→ Tasks for this exercise:
- 1) Rewrite the stretch of the cloud storage tutorial from "A volume enables" through "working with volumes.", substituting "Portal" for every "Platform".
- 2) Reproduce verbatim the stretch of the entries from the line containing "branches and provide bounding boxes." through the last line of the entries, including both ends.

→ Source document:

Google Cloud Storage tutorial
On this page:
- Overview
- Procedure
- Prerequisites
- Step 1: Register an S3 bucket as a volume
- 1a: Create an IAM (Identity and Access Management) user
- 1b: Authorize this IAM user to access your bucket
- 1c: Register a bucket
- Step 2: Make an object from the bucket available on the Platform
- 2a: Launch an import job
- 2b: Check if the import job has completed
The Volumes API contains two types of calls: one to connect and manage cloud storage, and the other to import and export data to and from a connected cloud account.
Before you can start working with your cloud storage via the Platform you need to authorize the Platform to access and query objects on that cloud storage on your behalf. This is done by creating a "volume".
A volume enables you to treat the cloud repository associated with it as external storage for the Platform. You can 'import' files from the volume to the Platform to use them as inputs for computation. Similarly, you can write files from the Platform to your cloud storage by 'exporting' them to your volume. Learn more about working with volumes.
The BioData Catalyst powered by Seven Bridges uses Amazon Web Services as a cloud infrastructure provider. This affects the cloud storage you can access and associate with your Platform account. For instance, you have full read-write access to your data stored in Amazon Web Services' S3 and read-only access to data stored in Google Cloud Storage.

→ Source material:
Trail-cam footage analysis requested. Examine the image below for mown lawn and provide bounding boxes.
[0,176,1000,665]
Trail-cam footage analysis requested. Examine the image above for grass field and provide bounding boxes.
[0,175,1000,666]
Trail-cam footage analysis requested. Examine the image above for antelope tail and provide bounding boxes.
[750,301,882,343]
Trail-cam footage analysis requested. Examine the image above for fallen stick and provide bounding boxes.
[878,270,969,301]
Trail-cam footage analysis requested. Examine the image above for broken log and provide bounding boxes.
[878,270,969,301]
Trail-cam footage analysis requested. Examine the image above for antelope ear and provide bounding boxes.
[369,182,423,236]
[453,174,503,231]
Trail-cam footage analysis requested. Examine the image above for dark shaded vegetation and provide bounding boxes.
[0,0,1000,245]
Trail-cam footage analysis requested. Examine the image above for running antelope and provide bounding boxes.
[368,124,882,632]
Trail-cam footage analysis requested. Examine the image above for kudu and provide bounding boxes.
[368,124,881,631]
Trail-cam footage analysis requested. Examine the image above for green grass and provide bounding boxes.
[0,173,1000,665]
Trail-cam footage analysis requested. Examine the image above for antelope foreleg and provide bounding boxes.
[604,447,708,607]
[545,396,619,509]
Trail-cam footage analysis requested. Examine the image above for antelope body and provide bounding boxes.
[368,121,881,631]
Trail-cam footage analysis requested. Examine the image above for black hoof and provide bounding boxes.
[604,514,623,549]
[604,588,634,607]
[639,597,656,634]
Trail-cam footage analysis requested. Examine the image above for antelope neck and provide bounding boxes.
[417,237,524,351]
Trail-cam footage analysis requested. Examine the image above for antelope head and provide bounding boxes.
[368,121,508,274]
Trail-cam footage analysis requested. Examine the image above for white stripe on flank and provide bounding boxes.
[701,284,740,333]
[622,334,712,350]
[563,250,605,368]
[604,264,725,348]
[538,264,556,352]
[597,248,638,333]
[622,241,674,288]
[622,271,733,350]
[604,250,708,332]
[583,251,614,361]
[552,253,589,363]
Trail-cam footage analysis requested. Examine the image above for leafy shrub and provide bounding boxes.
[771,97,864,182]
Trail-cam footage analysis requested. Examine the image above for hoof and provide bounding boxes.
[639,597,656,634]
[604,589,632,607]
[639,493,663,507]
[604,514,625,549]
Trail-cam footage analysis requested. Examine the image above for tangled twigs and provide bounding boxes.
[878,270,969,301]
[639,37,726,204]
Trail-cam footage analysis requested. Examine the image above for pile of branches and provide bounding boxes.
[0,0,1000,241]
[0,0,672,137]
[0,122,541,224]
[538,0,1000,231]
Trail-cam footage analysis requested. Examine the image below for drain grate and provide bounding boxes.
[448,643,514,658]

→ Expected responses:
- 1)
A volume enables you to treat the cloud repository associated with it as external storage for the Portal. You can 'import' files from the volume to the Portal to use them as inputs for computation. Similarly, you can write files from the Portal to your cloud storage by 'exporting' them to your volume. Learn more about working with volumes.

- 2)
Trail-cam footage analysis requested. Examine the image above for pile of branches and provide bounding boxes.
[0,0,1000,241]
[0,0,672,137]
[0,122,541,224]
[538,0,1000,231]
Trail-cam footage analysis requested. Examine the image below for drain grate and provide bounding boxes.
[448,643,514,658]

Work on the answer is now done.